------ Input ------

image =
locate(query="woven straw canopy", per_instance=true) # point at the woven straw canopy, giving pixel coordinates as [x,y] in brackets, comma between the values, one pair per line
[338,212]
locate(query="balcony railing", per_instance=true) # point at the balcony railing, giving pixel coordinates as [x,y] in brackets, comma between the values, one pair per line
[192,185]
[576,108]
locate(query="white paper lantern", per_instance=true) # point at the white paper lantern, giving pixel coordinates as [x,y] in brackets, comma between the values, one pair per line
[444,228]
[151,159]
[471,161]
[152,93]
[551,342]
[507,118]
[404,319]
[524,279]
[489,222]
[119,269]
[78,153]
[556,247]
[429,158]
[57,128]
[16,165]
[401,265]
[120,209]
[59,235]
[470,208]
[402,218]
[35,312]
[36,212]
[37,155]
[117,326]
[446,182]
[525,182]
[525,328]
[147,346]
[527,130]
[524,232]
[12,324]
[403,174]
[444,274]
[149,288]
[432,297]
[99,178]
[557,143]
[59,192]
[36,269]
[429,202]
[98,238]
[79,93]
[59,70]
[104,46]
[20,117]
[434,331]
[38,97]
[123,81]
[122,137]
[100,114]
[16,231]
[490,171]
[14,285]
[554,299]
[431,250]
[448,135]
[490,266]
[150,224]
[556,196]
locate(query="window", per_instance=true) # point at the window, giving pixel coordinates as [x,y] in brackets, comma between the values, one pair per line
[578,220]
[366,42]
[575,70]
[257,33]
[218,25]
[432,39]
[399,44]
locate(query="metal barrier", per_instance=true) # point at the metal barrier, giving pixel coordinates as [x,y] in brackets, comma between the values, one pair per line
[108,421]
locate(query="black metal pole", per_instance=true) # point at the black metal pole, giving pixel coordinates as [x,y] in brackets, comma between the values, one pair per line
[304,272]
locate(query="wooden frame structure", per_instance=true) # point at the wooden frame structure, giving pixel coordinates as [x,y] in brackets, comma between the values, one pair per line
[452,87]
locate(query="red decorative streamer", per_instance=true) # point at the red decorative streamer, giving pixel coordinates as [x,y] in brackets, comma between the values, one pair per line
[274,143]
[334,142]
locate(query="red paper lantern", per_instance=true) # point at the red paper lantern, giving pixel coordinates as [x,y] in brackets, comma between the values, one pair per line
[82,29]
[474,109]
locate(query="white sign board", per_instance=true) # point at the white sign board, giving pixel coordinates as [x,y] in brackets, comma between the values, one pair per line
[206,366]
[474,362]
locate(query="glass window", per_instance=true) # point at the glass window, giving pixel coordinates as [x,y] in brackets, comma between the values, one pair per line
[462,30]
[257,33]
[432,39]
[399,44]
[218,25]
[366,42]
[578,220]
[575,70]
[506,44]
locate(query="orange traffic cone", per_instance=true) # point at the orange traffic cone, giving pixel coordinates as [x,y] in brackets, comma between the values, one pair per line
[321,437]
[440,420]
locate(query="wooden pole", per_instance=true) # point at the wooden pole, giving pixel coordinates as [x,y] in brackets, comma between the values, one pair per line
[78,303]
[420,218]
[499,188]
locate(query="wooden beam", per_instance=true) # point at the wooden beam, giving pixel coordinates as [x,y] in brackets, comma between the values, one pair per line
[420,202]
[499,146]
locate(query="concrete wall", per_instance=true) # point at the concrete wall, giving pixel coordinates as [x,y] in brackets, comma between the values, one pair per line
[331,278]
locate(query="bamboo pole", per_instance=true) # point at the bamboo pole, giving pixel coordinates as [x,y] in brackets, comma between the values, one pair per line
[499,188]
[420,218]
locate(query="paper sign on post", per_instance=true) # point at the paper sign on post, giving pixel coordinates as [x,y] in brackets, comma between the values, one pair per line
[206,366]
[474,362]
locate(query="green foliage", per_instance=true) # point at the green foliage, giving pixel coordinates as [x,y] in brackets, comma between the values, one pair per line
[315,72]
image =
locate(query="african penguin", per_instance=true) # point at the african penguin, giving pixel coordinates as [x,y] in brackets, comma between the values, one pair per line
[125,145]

------

Task requirements
Resize the material from the line containing "wooden pole, giving" through the final line, writing out every line again with the requests left unchanged. Multiply each pixel coordinate in the answers by 1.6 and round to whole numbers, with halves rounded up.

Answer in full
locate(query="wooden pole", per_instance=true) # point at the wooden pole, giving pixel coordinates as [x,y] in brackets, comma between the values, one pair per line
[125,485]
[672,349]
[798,301]
locate(query="wooden beam", per_instance=true) # point at the wooden beam, giving pixel coordinates as [x,y] in brackets, comma between the values, one pair per line
[672,323]
[798,234]
locate(query="concrete wall", per_instance=true) # point at the concrete wall, giving pixel coordinates as [x,y] in brackets, comma between the values, one pair per line
[530,445]
locate(query="bamboo pole", per_instance=true) # point at the bamboo pole, giving pixel coordinates as [x,y] in brackets, comma between the values, one pair per line
[798,301]
[672,349]
locate(query="paper sign on post", per_instance=true) # point at the paper sign on post, giving pixel coordinates as [x,y] in brackets, comma between the values, one pair per line
[330,586]
[758,579]
locate(query="green foliage", per_instance=true) # point at the green foliage, giving pixel coordinates as [x,y] in brackets, comma between the values, one pair per line
[504,115]
image =
locate(query="african penguin", per_instance=true) # point at the african penguin, giving pixel coordinates as [x,y] in brackets, comma between the values, one pair per line
[200,232]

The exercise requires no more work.